* start Supplied data *

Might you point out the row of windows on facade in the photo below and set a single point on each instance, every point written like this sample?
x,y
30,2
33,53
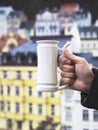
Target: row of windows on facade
x,y
19,58
85,114
70,128
89,35
18,93
68,110
19,124
18,74
19,105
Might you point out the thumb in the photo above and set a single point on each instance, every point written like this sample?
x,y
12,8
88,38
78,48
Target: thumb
x,y
72,57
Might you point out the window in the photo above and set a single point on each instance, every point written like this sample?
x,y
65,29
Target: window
x,y
18,74
94,35
85,115
4,74
68,114
1,90
85,129
52,109
2,105
30,91
17,107
8,106
30,125
9,123
40,109
52,94
68,95
88,35
8,90
19,124
95,115
68,128
30,75
17,91
30,107
39,94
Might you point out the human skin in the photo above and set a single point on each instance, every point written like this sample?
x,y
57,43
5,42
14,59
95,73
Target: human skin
x,y
75,72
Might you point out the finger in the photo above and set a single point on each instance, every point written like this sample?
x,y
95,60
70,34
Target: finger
x,y
72,57
68,81
67,68
68,75
64,60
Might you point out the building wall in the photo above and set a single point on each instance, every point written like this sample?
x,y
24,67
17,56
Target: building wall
x,y
21,102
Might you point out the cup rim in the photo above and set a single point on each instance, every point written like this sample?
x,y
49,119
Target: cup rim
x,y
47,41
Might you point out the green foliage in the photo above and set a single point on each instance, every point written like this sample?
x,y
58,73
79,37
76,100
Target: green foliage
x,y
48,124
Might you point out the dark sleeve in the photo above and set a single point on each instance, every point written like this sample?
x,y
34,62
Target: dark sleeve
x,y
91,100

* end Supplied data *

● **Problem statement**:
Lay out the listing above as a Markdown table with the columns No. and Line, giving each nonblank line its own numbered row. Leave the image out.

● **Output of the task**:
| No. | Line |
|---|---|
| 1 | Might you point out the row of windows on facade in the photo below and set a single point on each instance, every point written like this sample? |
| 2 | x,y |
| 3 | 30,2 |
| 4 | 33,53 |
| 5 | Target: row of windows on facade |
| 6 | x,y |
| 7 | 19,58 |
| 8 | 85,114 |
| 9 | 70,128 |
| 10 | 89,35 |
| 11 | 18,93 |
| 12 | 68,110 |
| 13 | 19,124 |
| 14 | 18,74 |
| 15 | 19,105 |
| 16 | Might you point out the thumb in the photo above and set a single point on each instance, every point written like this sample? |
| 17 | x,y |
| 18 | 12,8 |
| 19 | 88,38 |
| 20 | 78,48 |
| 21 | Target: thumb |
| 22 | x,y |
| 23 | 72,57 |
| 24 | Might you point out the window in the photo above and set a single point on each instance, every point written like this sample? |
| 25 | x,y |
| 26 | 65,29 |
| 27 | Target: window |
| 28 | x,y |
| 29 | 18,74 |
| 30 | 94,35 |
| 31 | 85,115 |
| 32 | 4,74 |
| 33 | 68,114 |
| 34 | 1,90 |
| 35 | 85,129 |
| 36 | 52,109 |
| 37 | 2,105 |
| 38 | 30,91 |
| 39 | 17,107 |
| 40 | 8,106 |
| 41 | 30,125 |
| 42 | 9,123 |
| 43 | 40,109 |
| 44 | 52,94 |
| 45 | 68,95 |
| 46 | 88,35 |
| 47 | 8,90 |
| 48 | 19,124 |
| 49 | 95,115 |
| 50 | 68,128 |
| 51 | 30,75 |
| 52 | 17,91 |
| 53 | 30,107 |
| 54 | 39,94 |
| 55 | Might you point out the human skin in the photo above and set a single point on each instance, every point written like this sample? |
| 56 | x,y |
| 57 | 57,43 |
| 58 | 5,42 |
| 59 | 14,59 |
| 60 | 95,73 |
| 61 | Target: human skin |
| 62 | x,y |
| 63 | 75,72 |
| 64 | Might you point out the finger in the photo above and set a single point on each instance, every point written like this sample? |
| 65 | x,y |
| 66 | 95,60 |
| 67 | 70,34 |
| 68 | Target: finger |
| 69 | x,y |
| 70 | 72,57 |
| 71 | 68,81 |
| 72 | 67,68 |
| 73 | 68,75 |
| 74 | 64,60 |
| 75 | Might you point out the building wall in the photo above and set a single point on each instance, every point written like this sample? |
| 76 | x,y |
| 77 | 24,67 |
| 78 | 17,56 |
| 79 | Target: building wall |
| 80 | x,y |
| 81 | 21,102 |
| 82 | Might you point out the cup rim in the photo above and set a single point on each instance, every point written like this sample? |
| 83 | x,y |
| 84 | 49,119 |
| 85 | Target: cup rim |
| 86 | x,y |
| 87 | 47,41 |
| 88 | Might you point out the green foliage in the photo above and set a single point on each instance, every point written like this sample? |
| 89 | x,y |
| 90 | 58,73 |
| 91 | 79,37 |
| 92 | 76,100 |
| 93 | Target: green foliage |
| 94 | x,y |
| 95 | 48,124 |
| 96 | Might you point out the dark sleeve in the photo above and set a single point on each instance, every point written like this sample? |
| 97 | x,y |
| 98 | 34,62 |
| 99 | Target: dark sleeve |
| 100 | x,y |
| 101 | 91,100 |